EXCERPT →
--

Our approach is that we solve a problem in SQL first and then try to translate that solution to pandas. That does not always lead to the shortest or (if it exists) most idiomatic solution, but it enables us to leverage on our SQL knowledge which can help you substantially in learning pandas.

In [43]:
%%sql
select nrlines, count(*) as aantal
from (
    select bestelnr, count(*) as nrlines
    from sales
    group by bestelnr
)
group by nrlines

Unnamed: 0,nrlines,aantal
0,1,387
1,2,27
2,3,14
3,4,9
4,5,1
5,6,1


In [44]:
(
    sales
    .groupby('bestelnr', as_index=False)
    .size()
    .groupby('size')
    .size()
)

size
1    387
2     27
3     14
4      9
5      1
6      1
dtype: int64

We use the method chaining style in our solutions because it has several benefits:
- it enables and clearly visualizes a step-wise approach (transformation pipeline);
- it prevents us to make overly use of named intermediate results;
- it easier on the eyes.

--

WHAT TO WORK ON →
1. In the excerpt on SQL and pandas, which coding style is used in the solutions?
2. Transcribe the SQL-and-pandas excerpt from "We use the method" to "on the eyes.".

[Saved data entries]
--

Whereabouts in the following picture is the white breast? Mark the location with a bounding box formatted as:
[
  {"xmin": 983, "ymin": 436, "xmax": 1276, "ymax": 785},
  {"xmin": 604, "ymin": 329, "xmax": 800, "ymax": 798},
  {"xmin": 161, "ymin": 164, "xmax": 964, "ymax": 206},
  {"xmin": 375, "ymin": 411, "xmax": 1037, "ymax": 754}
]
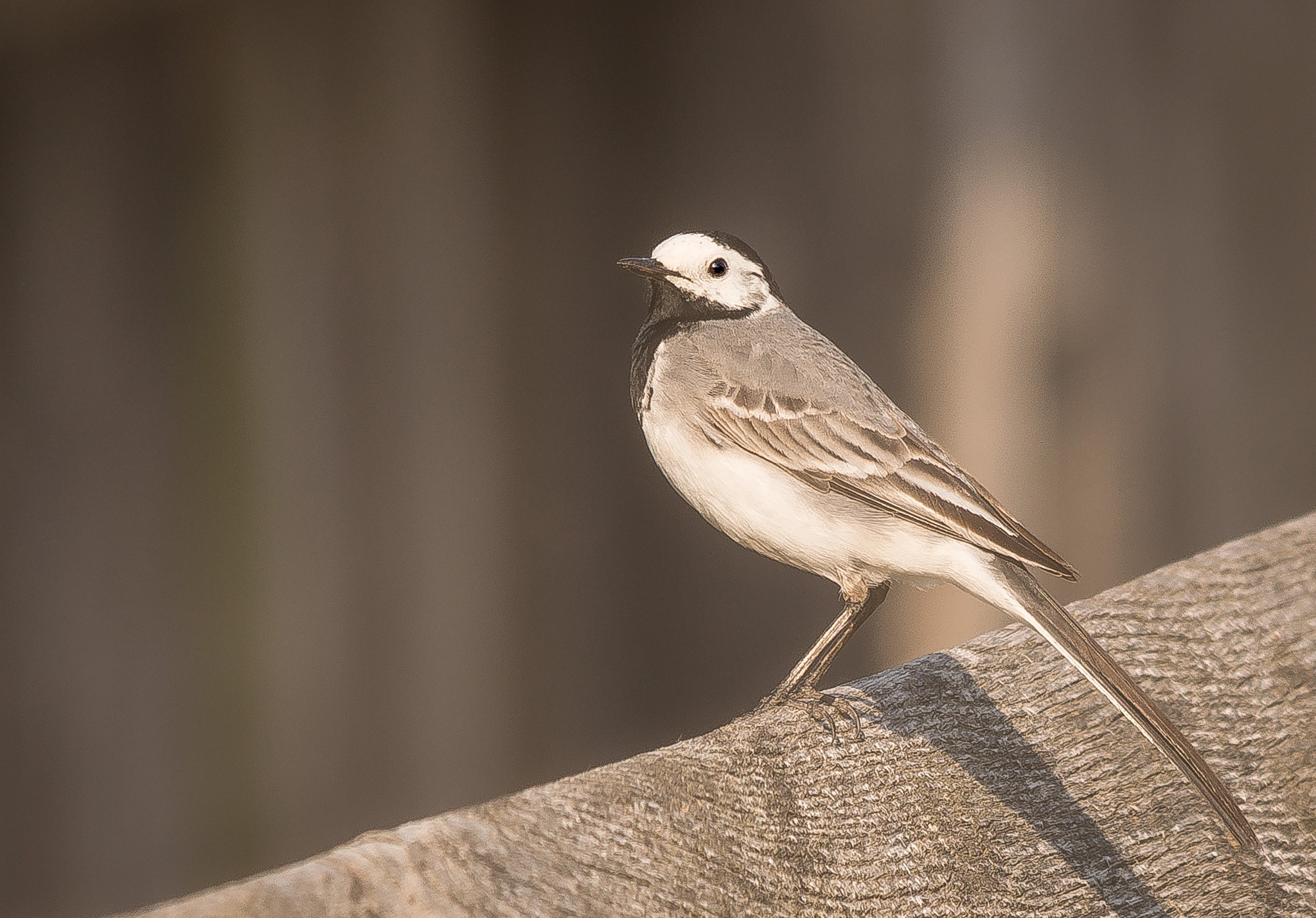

--

ANSWERS PER TASK →
1. The method chaining style.

2.
We use the method chaining style in our solutions because it has several benefits:
- it enables and clearly visualizes a step-wise approach (transformation pipeline);
- it prevents us to make overly use of named intermediate results;
- it easier on the eyes.